==== Material supplied

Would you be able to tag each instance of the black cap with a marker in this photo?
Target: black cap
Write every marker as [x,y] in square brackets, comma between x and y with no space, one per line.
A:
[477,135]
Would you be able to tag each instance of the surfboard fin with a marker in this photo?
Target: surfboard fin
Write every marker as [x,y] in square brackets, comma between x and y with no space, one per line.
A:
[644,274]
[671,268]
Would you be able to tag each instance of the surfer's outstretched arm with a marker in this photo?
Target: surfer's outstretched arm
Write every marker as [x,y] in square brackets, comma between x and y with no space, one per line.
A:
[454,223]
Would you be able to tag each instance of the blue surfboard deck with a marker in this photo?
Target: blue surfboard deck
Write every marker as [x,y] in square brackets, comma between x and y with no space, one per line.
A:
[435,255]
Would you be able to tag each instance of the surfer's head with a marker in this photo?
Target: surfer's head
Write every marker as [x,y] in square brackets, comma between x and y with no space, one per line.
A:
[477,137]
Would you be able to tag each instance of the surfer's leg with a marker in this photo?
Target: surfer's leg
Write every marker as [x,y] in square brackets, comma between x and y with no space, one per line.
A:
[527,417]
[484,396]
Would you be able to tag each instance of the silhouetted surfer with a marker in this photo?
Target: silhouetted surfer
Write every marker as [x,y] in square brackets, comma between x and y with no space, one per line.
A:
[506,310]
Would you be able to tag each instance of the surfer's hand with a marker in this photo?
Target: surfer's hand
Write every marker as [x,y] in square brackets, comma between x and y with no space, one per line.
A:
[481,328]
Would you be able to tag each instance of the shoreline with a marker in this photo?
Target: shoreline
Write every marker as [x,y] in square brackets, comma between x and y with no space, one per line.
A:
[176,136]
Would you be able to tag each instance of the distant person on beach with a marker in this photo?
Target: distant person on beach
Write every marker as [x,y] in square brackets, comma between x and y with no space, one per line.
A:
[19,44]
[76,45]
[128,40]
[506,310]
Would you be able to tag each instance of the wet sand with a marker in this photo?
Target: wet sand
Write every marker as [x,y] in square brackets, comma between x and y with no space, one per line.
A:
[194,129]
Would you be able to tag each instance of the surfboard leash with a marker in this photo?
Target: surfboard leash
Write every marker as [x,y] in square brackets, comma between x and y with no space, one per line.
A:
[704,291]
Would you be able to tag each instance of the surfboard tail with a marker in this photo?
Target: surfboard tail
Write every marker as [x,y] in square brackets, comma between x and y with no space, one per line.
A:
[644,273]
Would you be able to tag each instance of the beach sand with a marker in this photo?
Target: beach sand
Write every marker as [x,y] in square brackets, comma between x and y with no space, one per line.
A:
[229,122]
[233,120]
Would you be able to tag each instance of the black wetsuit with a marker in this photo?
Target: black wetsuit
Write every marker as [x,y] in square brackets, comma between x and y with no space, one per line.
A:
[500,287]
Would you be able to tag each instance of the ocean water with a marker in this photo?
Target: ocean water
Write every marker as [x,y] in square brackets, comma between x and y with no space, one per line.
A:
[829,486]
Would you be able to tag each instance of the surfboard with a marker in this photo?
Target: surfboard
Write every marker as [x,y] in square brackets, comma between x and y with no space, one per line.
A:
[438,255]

========
==== Material supplied

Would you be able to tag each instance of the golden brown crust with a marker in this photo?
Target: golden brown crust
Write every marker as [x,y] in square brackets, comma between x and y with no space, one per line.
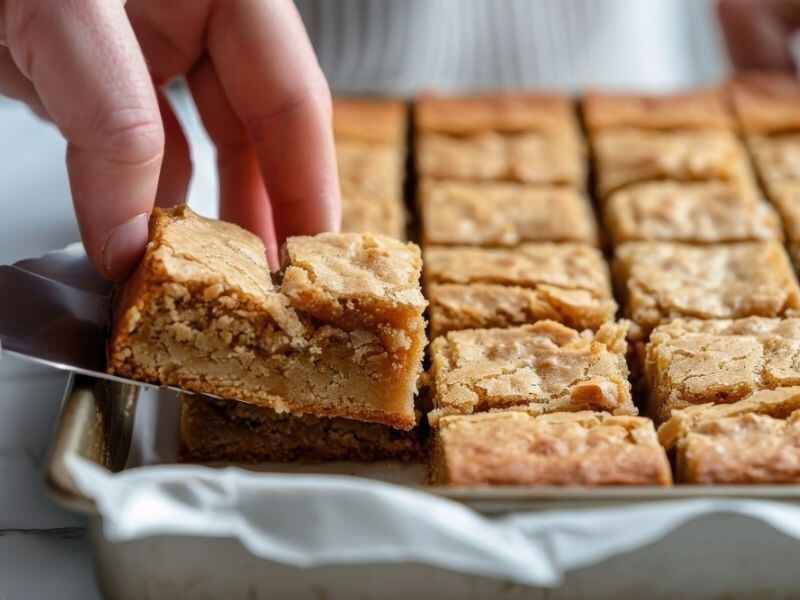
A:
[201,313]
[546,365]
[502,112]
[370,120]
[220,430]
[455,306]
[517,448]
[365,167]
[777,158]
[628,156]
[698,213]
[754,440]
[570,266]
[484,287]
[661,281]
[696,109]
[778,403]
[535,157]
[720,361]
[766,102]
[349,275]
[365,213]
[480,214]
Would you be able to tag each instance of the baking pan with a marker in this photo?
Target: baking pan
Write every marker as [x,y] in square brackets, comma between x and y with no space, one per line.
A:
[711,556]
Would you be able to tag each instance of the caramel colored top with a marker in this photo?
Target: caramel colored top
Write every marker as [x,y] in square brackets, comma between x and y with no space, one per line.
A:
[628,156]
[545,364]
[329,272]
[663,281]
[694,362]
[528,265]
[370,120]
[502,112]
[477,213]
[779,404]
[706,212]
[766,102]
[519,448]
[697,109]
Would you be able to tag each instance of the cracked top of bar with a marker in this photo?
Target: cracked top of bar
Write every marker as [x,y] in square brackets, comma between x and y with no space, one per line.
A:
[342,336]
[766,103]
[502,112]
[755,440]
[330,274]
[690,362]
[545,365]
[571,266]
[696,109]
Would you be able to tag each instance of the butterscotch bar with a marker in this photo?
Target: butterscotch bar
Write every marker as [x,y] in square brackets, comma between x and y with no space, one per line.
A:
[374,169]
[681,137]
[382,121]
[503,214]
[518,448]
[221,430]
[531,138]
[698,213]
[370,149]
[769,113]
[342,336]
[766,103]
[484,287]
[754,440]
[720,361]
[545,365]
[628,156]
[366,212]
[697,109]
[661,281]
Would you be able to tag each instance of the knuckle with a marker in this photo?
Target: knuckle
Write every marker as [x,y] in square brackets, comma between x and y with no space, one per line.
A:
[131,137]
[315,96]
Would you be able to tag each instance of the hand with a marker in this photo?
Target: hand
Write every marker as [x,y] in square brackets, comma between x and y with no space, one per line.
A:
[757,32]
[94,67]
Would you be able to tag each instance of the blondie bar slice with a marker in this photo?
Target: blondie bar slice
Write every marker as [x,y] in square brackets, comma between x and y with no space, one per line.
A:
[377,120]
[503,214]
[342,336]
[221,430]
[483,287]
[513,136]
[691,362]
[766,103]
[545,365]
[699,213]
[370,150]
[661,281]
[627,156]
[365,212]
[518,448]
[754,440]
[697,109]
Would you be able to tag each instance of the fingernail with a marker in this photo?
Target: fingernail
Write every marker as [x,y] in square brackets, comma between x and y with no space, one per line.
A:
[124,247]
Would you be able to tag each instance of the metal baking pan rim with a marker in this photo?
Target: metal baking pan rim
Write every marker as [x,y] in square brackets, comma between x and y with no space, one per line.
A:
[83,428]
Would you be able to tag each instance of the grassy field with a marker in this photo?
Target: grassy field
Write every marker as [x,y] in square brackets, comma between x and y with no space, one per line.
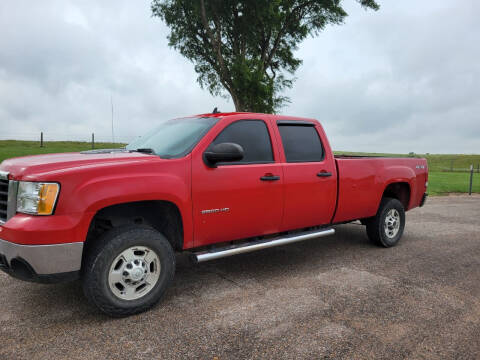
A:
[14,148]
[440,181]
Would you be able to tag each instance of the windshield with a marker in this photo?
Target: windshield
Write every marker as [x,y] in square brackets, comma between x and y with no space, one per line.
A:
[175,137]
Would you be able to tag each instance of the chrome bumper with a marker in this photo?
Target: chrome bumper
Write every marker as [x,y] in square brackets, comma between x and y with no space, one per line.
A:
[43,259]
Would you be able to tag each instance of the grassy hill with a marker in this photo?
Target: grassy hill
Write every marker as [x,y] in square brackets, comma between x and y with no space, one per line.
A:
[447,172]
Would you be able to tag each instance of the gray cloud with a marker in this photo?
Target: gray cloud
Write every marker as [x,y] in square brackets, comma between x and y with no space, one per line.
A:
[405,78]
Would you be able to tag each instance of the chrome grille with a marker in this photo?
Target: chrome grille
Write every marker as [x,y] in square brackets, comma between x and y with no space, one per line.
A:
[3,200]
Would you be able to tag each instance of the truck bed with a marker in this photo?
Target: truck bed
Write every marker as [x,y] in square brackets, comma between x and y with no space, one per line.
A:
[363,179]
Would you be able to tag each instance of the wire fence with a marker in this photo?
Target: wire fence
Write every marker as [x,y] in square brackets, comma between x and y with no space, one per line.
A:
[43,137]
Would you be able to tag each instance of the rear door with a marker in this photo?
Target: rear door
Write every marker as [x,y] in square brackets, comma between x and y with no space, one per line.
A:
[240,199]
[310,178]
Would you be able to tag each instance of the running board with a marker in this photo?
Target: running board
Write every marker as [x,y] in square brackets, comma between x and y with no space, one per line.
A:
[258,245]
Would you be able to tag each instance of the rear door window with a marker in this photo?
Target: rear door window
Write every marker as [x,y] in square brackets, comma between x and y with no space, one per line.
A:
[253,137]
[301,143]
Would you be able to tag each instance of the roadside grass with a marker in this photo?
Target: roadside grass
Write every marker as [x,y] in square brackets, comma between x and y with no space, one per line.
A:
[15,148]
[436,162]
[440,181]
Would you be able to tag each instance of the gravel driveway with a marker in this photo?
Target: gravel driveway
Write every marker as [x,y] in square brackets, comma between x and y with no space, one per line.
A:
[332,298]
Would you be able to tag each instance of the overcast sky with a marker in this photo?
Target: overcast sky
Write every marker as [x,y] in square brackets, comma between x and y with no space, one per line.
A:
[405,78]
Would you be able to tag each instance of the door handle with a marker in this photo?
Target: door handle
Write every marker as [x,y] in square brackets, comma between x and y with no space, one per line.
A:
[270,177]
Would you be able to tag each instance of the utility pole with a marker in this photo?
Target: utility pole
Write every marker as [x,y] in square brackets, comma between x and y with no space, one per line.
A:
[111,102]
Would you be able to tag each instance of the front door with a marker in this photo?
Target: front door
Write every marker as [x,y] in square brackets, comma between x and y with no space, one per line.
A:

========

* [What to work on]: Which lines above run from the one containing "leg with a marker in this photo?" to the one containing "Target: surfer's hand"? Give them again exactly, both ends included.

* [Task output]:
Would you be able to tag each instance of the surfer's leg with a marker in this photo?
Target: surfer's leg
Write every marker as [x,y] in square brackets, comma between x and y with no space, one per line.
A:
[527,417]
[484,396]
Would you be able to tag each instance of the silhouetted surfer with a marker in this photo?
Target: silhouetted surfer
Write every marker as [x,y] in square brackets, comma between x and y with no space, one per line.
A:
[506,310]
Would you be able to tag each instance of the surfer's hand with a marker in this photo?
Target: surfer's hand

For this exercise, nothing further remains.